A block of data

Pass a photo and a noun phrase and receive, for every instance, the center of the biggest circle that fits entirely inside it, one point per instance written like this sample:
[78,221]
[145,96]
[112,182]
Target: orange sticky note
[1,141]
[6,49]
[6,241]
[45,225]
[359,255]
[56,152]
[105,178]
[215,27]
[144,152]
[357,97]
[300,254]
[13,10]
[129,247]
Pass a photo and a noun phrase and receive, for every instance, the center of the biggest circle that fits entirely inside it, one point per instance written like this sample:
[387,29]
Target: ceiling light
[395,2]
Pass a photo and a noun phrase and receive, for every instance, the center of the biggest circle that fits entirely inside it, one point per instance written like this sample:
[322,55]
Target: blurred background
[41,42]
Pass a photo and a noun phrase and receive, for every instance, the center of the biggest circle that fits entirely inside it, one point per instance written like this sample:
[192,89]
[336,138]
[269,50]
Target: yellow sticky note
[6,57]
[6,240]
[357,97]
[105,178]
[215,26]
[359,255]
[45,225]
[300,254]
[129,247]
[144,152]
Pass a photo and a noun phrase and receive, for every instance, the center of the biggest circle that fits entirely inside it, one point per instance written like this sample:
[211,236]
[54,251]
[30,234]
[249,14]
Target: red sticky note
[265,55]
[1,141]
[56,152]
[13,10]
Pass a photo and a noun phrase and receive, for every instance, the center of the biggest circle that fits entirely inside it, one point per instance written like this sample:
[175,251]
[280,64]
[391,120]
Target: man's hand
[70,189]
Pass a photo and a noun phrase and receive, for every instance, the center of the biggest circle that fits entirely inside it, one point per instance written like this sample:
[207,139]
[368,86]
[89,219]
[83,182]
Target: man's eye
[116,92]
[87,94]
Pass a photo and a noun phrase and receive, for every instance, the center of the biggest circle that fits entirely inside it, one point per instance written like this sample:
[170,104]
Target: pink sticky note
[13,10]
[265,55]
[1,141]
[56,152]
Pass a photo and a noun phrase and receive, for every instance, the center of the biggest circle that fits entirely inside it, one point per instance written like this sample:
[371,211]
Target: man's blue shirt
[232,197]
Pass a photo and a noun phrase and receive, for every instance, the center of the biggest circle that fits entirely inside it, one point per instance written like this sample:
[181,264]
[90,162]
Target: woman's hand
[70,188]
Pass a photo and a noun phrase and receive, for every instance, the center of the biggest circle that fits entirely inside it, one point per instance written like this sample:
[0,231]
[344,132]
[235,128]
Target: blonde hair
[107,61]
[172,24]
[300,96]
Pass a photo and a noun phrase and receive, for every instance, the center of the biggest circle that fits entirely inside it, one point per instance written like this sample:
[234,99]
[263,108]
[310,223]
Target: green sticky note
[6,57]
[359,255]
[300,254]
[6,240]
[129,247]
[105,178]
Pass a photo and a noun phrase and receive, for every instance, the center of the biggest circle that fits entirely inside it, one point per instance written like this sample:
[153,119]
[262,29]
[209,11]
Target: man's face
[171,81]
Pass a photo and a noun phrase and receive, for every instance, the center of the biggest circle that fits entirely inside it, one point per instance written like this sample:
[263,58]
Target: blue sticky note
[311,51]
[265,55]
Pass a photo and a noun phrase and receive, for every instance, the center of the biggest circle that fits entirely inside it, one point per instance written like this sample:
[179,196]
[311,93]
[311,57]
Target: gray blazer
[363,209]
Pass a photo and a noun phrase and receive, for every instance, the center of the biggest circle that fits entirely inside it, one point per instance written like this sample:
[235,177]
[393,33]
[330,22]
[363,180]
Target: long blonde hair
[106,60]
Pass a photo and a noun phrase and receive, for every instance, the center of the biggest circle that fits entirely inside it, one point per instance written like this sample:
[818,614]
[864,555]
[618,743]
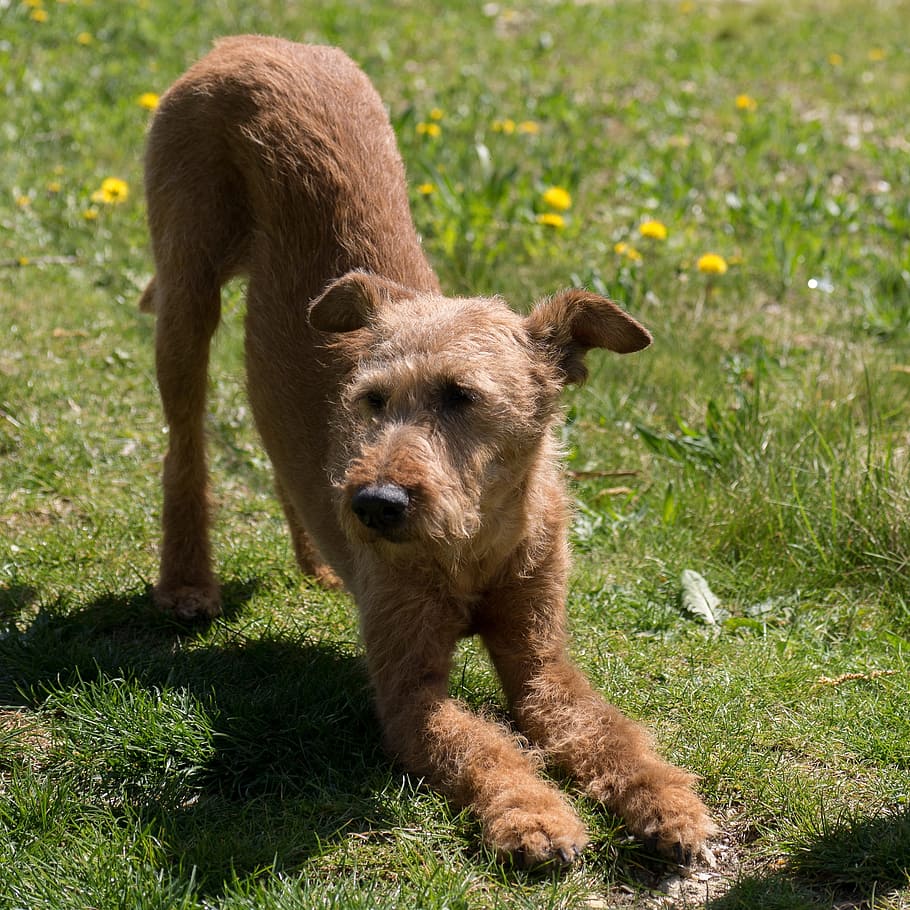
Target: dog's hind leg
[187,318]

- [AIM OF THE TASK]: All the records need to be repeated exactly, with the images dropped.

- [FINISHED EXERCISE]:
Pass a photo and a noun phrase and receive, for every instance, the center of the biggest circle that fits entirely inside it, one point per instance written like this sample:
[78,221]
[145,96]
[112,182]
Target: orange sticky note
[1,141]
[6,49]
[6,241]
[45,225]
[359,255]
[56,152]
[105,178]
[215,27]
[144,152]
[357,97]
[300,254]
[13,10]
[129,247]
Pass a photo and a noun phrase and receive, for every instance, the center of the biggest circle that fits entirely inside it, one point per instance written like this sample:
[387,29]
Target: ceiling light
[395,2]
Pass a photo and a noun phrase and receive, for every instance, the center of the biggest circle that fits entirely inside it, one point per instance written like this sample:
[322,55]
Target: blurred background
[41,42]
Pass a photo and a noun phrase and receive, for every instance, the center of the biggest circle that fits entirely inside it, one point per instance written like this sample:
[192,89]
[336,138]
[269,50]
Target: yellow sticky note
[6,57]
[6,240]
[357,97]
[105,178]
[215,26]
[359,255]
[45,225]
[300,254]
[129,247]
[144,152]
Pass a photo and a noun phrase and receive, for every instance, the center of the biggest circle that fits entirely inside it, one point per instance written like this sample:
[211,236]
[54,251]
[30,234]
[249,14]
Target: red sticky note
[265,55]
[1,141]
[56,152]
[13,10]
Pass a photo and a noun phrase and receive, for every instance, the center of the biggest circle that fits entirely inside it, one point per instance written like this sample:
[175,251]
[280,64]
[391,120]
Target: man's hand
[70,189]
Pass a photo and a noun phrase and receive, for every instance, the center of the biggest circle that fits entirely inside it, one point per instance written like this sample:
[207,139]
[368,86]
[89,219]
[83,182]
Target: man's eye
[116,92]
[87,94]
Pass a photo and a noun phrase and receive, for every instance, the center of the biggest circle that fits entirely inside it, one point per instance written like this sample:
[170,104]
Target: pink sticky note
[13,10]
[265,55]
[1,141]
[56,152]
Pass a photo and a noun phrase and receive, for every instance, the center of the biggest circle that fits entirely inside it, one point per instance written like this sample:
[371,211]
Target: man's blue shirt
[232,197]
Pass a photo and a noun phrase and receive, for every instance, the center of the biggest circle that fits entirely inside it, one point per instance written like this sample:
[181,264]
[90,162]
Target: woman's hand
[70,188]
Pass a photo and a noun phrase and receive, for every instance, the center of the biggest circle that fits entirely inside it, one point per instance written like this sample:
[0,231]
[344,132]
[235,128]
Target: blonde hair
[107,61]
[172,24]
[300,96]
Pass a photo and a noun phrase and receive, for every instance, the center of the biggest circle that fits entirely inside it, one point per instance written like this sample:
[234,99]
[263,108]
[310,223]
Target: green sticky note
[6,57]
[359,255]
[300,254]
[6,240]
[129,247]
[105,178]
Pass a photo and a noun phrase and receive, for every instance, the center of the biggest circle that fits entirely inside it, one point per instance written like this sample:
[153,119]
[262,29]
[209,11]
Target: man's face
[171,81]
Pass a photo and a noun phrase and receive, for every instance, the center of the biggest circle that fits entirely inside it, one point per instance written like this sample:
[263,58]
Target: blue sticky note
[311,51]
[265,55]
Pass a photo and a noun phrase and receive, for every instance, the center of the biggest circle that fits entirely inside it, one point per instance written like this sample:
[179,196]
[311,93]
[311,57]
Target: gray blazer
[363,209]
Pass a photo and a noun phrase and receive, for every instance, the center of the biggest circle that fits entirely inside it, one point per instance written like this sample:
[235,177]
[393,33]
[330,22]
[363,180]
Target: long blonde hair
[106,60]
Pass a photo and a noun phrase and receive, for every instance, the center of the biggest circle that fits entirely inside it, one point per instance written like this sample:
[818,614]
[864,555]
[618,743]
Target: dog's hind leg
[187,318]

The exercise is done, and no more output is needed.